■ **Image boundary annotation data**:
^^^^^^^^

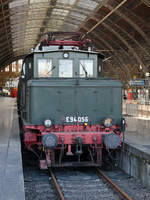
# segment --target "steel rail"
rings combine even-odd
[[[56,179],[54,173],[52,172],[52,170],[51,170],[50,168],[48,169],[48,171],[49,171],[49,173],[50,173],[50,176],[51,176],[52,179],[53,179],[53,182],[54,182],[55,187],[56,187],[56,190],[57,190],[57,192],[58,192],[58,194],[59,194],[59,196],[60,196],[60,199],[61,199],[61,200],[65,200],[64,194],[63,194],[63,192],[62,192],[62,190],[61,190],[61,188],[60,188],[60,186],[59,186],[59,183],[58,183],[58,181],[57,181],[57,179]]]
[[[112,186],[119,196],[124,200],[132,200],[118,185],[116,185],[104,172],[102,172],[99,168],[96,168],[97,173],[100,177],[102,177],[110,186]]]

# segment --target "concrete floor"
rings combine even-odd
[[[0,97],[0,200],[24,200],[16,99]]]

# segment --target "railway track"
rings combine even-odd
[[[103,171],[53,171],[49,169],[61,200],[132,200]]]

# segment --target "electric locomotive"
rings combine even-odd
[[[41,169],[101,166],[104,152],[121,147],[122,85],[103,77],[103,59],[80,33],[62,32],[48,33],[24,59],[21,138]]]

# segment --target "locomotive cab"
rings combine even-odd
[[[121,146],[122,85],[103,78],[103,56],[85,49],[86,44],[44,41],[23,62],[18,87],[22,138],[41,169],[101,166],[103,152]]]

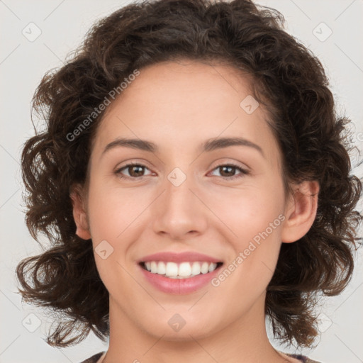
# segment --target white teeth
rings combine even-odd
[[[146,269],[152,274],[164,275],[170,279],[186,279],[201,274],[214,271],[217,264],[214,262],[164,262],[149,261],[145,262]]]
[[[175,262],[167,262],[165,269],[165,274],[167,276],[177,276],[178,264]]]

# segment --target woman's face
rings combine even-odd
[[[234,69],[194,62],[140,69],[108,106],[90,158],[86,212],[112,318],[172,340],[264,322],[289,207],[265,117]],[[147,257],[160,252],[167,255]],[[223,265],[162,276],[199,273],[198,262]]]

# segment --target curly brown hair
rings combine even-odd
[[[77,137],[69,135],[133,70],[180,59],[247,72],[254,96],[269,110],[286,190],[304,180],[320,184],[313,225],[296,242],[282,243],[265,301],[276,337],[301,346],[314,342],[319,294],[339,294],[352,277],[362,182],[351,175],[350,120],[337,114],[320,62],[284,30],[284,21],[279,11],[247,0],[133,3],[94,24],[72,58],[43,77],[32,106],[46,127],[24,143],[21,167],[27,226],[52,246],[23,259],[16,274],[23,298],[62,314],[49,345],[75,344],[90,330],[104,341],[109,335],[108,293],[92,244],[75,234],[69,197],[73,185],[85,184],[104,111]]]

^^^^^^^^

■ **PROBLEM DESCRIPTION**: Give back, unchanged, every line from the one with "# segment --target white teeth" to the end of the entries above.

■ **FINISHED EXERCISE**:
# segment --target white teeth
rings combine even-odd
[[[146,269],[152,274],[164,275],[170,279],[186,279],[201,274],[214,271],[217,264],[214,262],[164,262],[149,261],[145,262]]]
[[[175,262],[167,262],[165,269],[165,274],[167,276],[177,276],[178,264]]]

# segment --target woman's face
rings combine even-odd
[[[234,69],[194,62],[140,69],[108,106],[90,158],[86,212],[112,318],[172,340],[264,322],[289,207],[265,117]],[[147,257],[160,252],[167,255]],[[223,265],[162,276],[199,273],[198,262]]]

# segment --target curly brown hair
rings combine even-odd
[[[77,137],[69,135],[133,70],[180,59],[247,72],[254,96],[269,110],[286,190],[304,180],[320,184],[313,225],[296,242],[282,243],[265,301],[276,337],[301,346],[314,342],[319,294],[339,294],[352,277],[362,182],[351,175],[350,120],[337,114],[320,62],[284,30],[284,21],[279,11],[247,0],[133,3],[94,24],[72,58],[43,77],[32,106],[46,127],[24,143],[21,167],[27,226],[52,246],[23,259],[16,274],[23,298],[62,314],[49,345],[75,344],[90,330],[104,341],[109,335],[108,293],[92,244],[75,234],[69,197],[73,185],[85,184],[104,111]]]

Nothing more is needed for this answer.